Print out the material that follows word for word.

Records from a data source:
START
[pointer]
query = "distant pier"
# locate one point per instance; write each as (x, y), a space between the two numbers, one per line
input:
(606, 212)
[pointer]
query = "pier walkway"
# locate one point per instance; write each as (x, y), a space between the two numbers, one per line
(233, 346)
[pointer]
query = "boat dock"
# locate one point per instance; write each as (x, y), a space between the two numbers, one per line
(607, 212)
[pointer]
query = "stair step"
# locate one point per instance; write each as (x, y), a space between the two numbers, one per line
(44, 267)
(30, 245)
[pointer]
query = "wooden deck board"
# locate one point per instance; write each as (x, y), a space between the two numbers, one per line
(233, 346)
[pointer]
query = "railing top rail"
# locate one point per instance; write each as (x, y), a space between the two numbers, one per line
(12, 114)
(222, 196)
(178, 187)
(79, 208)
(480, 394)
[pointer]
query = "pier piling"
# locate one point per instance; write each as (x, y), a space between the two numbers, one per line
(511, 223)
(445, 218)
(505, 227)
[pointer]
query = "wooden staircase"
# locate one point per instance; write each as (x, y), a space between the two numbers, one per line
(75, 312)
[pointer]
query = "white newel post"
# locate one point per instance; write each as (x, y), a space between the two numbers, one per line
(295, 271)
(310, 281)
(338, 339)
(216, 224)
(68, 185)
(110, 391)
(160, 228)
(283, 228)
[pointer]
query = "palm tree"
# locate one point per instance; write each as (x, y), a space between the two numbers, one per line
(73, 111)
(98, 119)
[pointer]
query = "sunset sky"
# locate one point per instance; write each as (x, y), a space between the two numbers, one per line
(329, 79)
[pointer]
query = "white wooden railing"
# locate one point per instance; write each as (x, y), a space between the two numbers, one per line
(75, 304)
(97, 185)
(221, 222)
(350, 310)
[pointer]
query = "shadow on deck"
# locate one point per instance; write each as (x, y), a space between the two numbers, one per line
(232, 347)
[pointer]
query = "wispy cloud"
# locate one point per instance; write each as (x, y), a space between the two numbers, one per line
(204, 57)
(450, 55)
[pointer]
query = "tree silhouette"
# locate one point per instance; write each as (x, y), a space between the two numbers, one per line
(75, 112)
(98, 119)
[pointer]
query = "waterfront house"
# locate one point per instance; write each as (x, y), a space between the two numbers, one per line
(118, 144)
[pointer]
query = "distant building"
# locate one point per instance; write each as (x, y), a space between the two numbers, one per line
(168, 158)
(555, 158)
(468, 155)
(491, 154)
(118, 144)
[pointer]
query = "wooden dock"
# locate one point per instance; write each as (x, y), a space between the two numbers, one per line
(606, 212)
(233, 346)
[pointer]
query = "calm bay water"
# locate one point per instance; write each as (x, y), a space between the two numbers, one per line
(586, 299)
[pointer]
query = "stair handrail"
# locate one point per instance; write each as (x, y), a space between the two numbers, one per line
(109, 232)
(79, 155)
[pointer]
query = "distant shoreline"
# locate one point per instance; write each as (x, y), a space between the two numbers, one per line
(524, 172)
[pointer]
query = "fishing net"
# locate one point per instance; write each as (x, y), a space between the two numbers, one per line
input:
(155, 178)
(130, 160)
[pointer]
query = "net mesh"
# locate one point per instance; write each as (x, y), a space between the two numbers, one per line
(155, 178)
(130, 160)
END
_COMPLETE OUTPUT_.
[pointer]
query = "distant pier"
# locate one point per instance; write each as (x, y), a space between the two numbers, one per line
input:
(606, 212)
[pointer]
query = "pier walkway"
# locate one point per instance; write each as (x, y), a space between the two numbers, one per line
(233, 346)
[pointer]
query = "boat dock"
# locate one point per instance; write each as (x, y), a space between the two numbers, one per line
(607, 212)
[pointer]
query = "stair step"
# locate one point per instance; write each as (x, y), a space between the two numbers, one per line
(44, 267)
(30, 245)
[pointer]
query = "wooden deck board"
# locate one point per instance; write each as (x, y), a space between the two numbers, one per line
(233, 346)
[pointer]
query = "railing top rail"
# locate one point per instance; write each as (x, y), a space between the two numbers, one per line
(12, 114)
(222, 196)
(178, 187)
(79, 208)
(480, 394)
[pointer]
query = "pier piling"
# locate one point per instance; write each as (x, y), a space between the two numbers, one per line
(511, 223)
(445, 218)
(505, 227)
[pointer]
query = "wooden staircase"
# locate one point per instance; write each as (x, y), a space between the two numbers, one per line
(75, 312)
[pointer]
query = "white newel post"
# locate one point per instance; write each as (x, y), a space between the two numbers, one per line
(295, 271)
(310, 281)
(338, 339)
(216, 224)
(68, 185)
(110, 391)
(160, 228)
(283, 228)
[pointer]
query = "palm tree"
# locate one point per instance; write each as (x, y), a space between the two numbers, one per line
(73, 111)
(98, 119)
[pointer]
query = "sunset sky"
# locate one point per instance; write each as (x, y), a space between the two numbers, one per line
(329, 79)
[pointer]
query = "white wooden railing"
# locate one point per instance; write each as (x, y), a space between the two numbers, one per line
(75, 304)
(97, 185)
(221, 222)
(350, 310)
[pointer]
query = "shadow on deck"
# locate one point per instance; write each as (x, y), a space between the two numbers, one per line
(232, 347)
[pointer]
query = "wispy cloud"
# locate one point per instance; write each as (x, y), a space between the two numbers, one per line
(204, 57)
(450, 55)
[pointer]
query = "tree silhouette"
# locate one point per instance; write each as (x, y), a space between the two numbers, one per line
(75, 112)
(98, 119)
[pointer]
query = "waterfront house"
# locate one point per instance; write each as (x, y), a space between the two numbers, one per line
(118, 144)
[pointer]
query = "distant building"
# locate one point per instance; write each as (x, y), a space between the two numbers, one per line
(168, 158)
(555, 158)
(468, 155)
(491, 154)
(118, 144)
[pointer]
query = "wooden dock"
# locate one point per instance; write each as (x, y), a space between the two numbers, one per line
(606, 212)
(233, 346)
[pointer]
query = "calm bay water"
# locate one point per instance; write each as (x, y), a space between the two numbers, one per line
(586, 299)
[pointer]
query = "stair handrail"
# locate one point per instance; write each as (x, y), a space between the two numbers, one per line
(109, 232)
(79, 155)
[pointer]
query = "distant shoreline"
# locate one point per instance; write each as (x, y), a space between the two numbers, one per line
(524, 172)
[pointer]
query = "fishing net"
# locate one point per instance; write each as (x, y), a space between the two numbers, one per line
input:
(155, 178)
(130, 160)
[pointer]
query = "net mesh"
# locate one point per instance; write each as (x, y), a space between the two numbers, one per line
(155, 178)
(130, 160)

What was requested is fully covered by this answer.